▸ QUOTED PASSAGE
■ ■ ■ ■ ■

HPQ: Hewlett-Packard Rally Isn’t Short on Fuel

by Serge Berger | May 27, 2014 8:06 am

After the close of trading last Thursday, computing giant Hewlett-Packard (HPQ[1]) reported  in-line second-quarter earnings that resulted in an HPQ stock rally that looks conducive to more gains in the weeks ahead.

beatthebell_185x185[2]Specifically, Hewlett-Packard reported non-GAAP earnings of 88 cents per share, up a penny year-over year. Net revenues were down 1% at $27.3 billion. In terms of the outlook, HPQ is looking for third-quarter earnings in a range of 86 to 90 cents per share, which just covers the analyst expectation of 89 cents. Same goes for fiscal year earnings of $3.63 to $3.75 and Wall Street estimates for $3.71.

To some extent, Hewlett-Packard earnings numbers themselves were a nonevent, though it’s notable that the company’s sales have stabilized. More notable were continued cost cuts, as HPQ announced it would be issuing another 16,000 pink slips, in addition to the 34,000 that were already announced.

Traders and investors took a liking to all the news as a whole, pushing HPQ stock higher by more than 6% to finish off a strong bullish reversal week.

HPQ Stock Charts

As I have continually pointed out over the past eight months, Hewlett-Packard and a host of other so-called “old tech” companies have exhibited great relative strength.

Looking at the multiyear weekly chart of HPQ stock stretching back to 2002, note that shares found support in late 2012 very near where they bounced in late 2002 — some 10 years later. So far this double-bottom formation continues to work in favor of the bulls (who were unsurprisingly difficult to find in recent years).

HPQ stock chart weekly
Click to Enlarge

HPQ’s strong rally off the late-2012 lows has been and continues to be technically strong, which means further upside is in the cards. Note that during the past two months, HPQ stock consolidated its strong rally right at the 50% retracement line of the entire selloff from the April 2010 top down to the late-2012 low.

■ ■ ■ ■ ■

▸ SUPPLIED ENTRIES
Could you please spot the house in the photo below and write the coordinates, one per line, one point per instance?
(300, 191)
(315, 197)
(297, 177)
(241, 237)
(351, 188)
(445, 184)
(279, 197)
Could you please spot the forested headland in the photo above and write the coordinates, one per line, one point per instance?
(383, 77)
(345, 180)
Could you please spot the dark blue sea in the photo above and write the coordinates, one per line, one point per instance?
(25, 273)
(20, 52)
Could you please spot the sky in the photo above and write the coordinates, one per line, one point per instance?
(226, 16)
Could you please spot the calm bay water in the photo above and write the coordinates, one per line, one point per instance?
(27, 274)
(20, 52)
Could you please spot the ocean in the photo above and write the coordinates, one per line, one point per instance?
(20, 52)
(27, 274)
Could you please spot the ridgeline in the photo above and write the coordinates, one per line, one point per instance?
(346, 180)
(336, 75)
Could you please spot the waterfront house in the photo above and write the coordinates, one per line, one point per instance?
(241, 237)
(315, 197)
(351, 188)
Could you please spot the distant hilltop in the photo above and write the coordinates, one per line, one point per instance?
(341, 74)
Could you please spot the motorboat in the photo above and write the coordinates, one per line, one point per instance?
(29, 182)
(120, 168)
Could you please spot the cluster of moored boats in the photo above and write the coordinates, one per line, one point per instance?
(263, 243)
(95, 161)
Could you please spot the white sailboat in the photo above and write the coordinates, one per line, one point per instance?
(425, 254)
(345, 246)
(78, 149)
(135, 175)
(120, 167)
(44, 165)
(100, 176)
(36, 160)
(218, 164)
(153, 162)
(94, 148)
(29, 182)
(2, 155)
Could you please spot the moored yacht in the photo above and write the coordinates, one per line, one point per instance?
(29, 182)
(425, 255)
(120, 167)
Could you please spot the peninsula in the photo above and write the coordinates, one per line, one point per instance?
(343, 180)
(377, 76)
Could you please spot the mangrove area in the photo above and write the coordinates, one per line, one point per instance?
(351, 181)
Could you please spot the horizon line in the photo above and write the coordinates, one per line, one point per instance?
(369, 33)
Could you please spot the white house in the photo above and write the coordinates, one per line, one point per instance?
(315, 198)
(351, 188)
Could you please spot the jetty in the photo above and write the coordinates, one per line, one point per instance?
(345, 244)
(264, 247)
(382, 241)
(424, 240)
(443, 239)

■ ■ ■ ■ ■

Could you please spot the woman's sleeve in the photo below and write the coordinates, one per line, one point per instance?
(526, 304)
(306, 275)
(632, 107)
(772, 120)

■ ■ ■ ■ ■

▸ WRITTEN INSTRUCTION
Can you reproduce the Hewlett-Packard stock article word for word between "Looking at the" and "in recent years).", inclusive?

▸ SOLUTION
Looking at the multiyear weekly chart of HPQ stock stretching back to 2002, note that shares found support in late 2012 very near where they bounced in late 2002 — some 10 years later. So far this double-bottom formation continues to work in favor of the bulls (who were unsurprisingly difficult to find in recent years).